>> Start Given records

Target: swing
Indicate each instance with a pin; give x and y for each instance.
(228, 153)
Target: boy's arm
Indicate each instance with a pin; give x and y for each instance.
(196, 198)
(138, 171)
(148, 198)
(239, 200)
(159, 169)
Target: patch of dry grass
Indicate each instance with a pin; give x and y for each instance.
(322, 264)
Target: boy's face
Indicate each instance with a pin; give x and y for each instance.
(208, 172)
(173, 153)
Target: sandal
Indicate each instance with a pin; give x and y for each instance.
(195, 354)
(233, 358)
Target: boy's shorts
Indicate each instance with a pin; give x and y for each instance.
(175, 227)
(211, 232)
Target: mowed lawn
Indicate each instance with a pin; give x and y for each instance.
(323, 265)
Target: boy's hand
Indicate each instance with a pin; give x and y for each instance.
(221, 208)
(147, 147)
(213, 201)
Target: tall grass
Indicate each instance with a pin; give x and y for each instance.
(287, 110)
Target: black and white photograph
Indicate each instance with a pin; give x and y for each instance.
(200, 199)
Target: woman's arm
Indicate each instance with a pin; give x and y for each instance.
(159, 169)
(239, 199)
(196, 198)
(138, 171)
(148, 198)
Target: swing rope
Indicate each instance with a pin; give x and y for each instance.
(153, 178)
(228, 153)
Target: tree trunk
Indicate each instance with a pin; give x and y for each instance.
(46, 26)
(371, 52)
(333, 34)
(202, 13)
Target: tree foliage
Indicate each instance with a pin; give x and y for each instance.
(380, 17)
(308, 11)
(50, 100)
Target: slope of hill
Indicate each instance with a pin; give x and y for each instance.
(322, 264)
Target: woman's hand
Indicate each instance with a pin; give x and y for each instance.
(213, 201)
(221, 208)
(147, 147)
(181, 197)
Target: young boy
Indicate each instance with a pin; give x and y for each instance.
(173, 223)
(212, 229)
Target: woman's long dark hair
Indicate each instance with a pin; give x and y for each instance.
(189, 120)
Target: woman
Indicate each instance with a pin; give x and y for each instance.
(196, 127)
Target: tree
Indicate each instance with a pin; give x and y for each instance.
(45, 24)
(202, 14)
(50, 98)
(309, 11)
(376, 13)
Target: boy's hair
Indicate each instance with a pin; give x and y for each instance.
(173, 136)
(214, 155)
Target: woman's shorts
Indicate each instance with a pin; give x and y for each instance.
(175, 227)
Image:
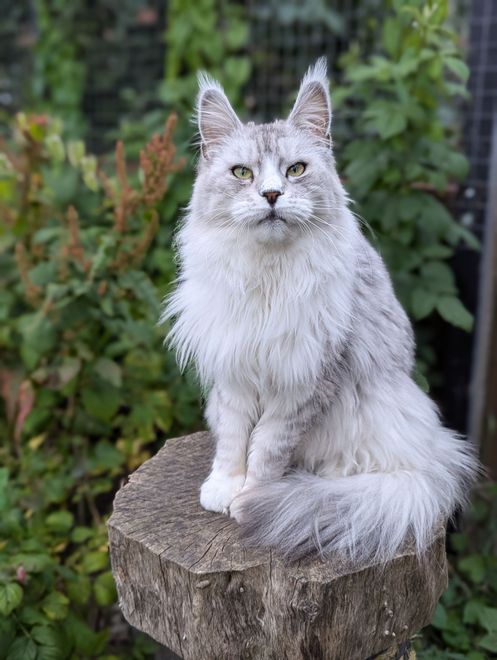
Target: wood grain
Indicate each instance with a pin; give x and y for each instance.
(184, 577)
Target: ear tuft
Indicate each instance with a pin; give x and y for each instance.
(312, 109)
(216, 118)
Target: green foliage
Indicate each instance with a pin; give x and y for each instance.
(86, 385)
(59, 71)
(399, 154)
(201, 35)
(465, 622)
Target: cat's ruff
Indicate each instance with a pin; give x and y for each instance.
(306, 353)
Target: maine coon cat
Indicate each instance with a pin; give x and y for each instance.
(324, 441)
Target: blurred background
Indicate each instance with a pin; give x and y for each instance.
(93, 177)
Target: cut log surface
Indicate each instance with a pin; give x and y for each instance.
(184, 577)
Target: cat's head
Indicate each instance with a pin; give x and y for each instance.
(275, 181)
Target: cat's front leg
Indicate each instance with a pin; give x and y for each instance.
(281, 428)
(231, 417)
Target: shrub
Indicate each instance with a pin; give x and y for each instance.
(86, 385)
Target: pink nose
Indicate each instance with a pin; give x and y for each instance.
(271, 196)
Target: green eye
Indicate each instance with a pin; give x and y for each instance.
(242, 172)
(297, 169)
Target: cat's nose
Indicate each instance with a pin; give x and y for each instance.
(271, 196)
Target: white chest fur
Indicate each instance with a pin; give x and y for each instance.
(257, 316)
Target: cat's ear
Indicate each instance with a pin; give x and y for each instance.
(216, 118)
(312, 109)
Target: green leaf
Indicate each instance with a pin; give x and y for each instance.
(79, 589)
(489, 642)
(60, 521)
(22, 649)
(488, 619)
(4, 489)
(109, 370)
(53, 645)
(438, 276)
(10, 597)
(458, 67)
(105, 589)
(472, 611)
(101, 401)
(55, 605)
(422, 303)
(33, 562)
(452, 310)
(81, 534)
(440, 617)
(95, 561)
(473, 567)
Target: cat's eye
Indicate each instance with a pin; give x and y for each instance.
(297, 169)
(242, 172)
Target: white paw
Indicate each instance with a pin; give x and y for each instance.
(218, 491)
(236, 508)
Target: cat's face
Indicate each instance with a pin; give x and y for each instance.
(275, 181)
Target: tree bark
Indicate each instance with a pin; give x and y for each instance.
(184, 577)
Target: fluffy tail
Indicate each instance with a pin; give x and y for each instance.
(366, 516)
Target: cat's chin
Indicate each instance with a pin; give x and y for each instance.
(272, 218)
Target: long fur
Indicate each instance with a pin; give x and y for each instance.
(324, 441)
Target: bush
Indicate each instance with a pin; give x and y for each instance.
(400, 156)
(86, 385)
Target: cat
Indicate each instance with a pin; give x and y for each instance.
(324, 441)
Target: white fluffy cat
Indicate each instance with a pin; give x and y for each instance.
(324, 441)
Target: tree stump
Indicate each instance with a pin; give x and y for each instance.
(184, 577)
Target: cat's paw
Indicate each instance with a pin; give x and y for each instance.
(237, 505)
(219, 490)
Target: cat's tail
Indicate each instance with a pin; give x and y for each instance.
(366, 516)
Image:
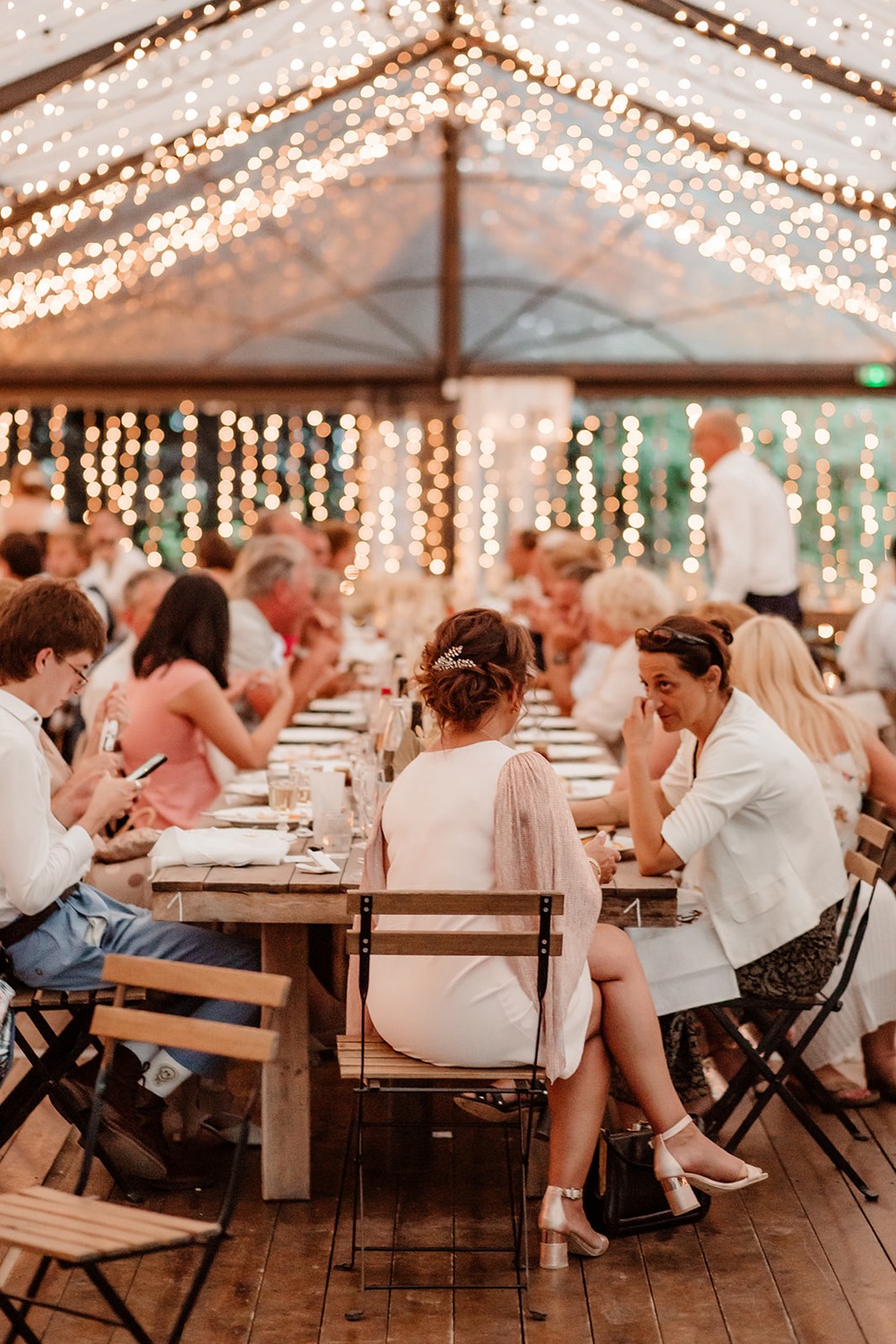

>> End Given records

Requirement -> Return word for word every line from the one containing "Target: bush" through the end of the records, omitting the pictures.

Full output ->
Target: bush
Indicate each instance with a pin; give x and y for each instance.
(400, 156)
(86, 385)
Target: cat
Indicate each instance with a pin; give x and y for each instance.
(324, 441)
Target: white fluffy cat
Indicate each instance with a pin; give x and y for each instance.
(324, 441)
Target: tree stump
Indicate each instance with a pin; give x and y for each instance.
(184, 577)
Target: cat's paw
Indicate each instance with a pin; give x and y for each instance.
(237, 505)
(219, 490)
Target: cat's tail
Indicate each instance with a pin; give x and y for each instance.
(366, 516)
Image:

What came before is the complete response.